• **Records to use**:
+ + + + +

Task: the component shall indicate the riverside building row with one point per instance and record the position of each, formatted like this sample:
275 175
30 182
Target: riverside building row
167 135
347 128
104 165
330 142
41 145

+ + + + +

• **Exercise aim**: Your answer must be the complete listing, reproduced exactly.

• **Response below**:
Task: the component shall indicate the riverside building row with one point per instance and record the position of each, formatted like this sample:
275 175
30 182
Target: riverside building row
167 135
347 128
104 165
330 142
41 145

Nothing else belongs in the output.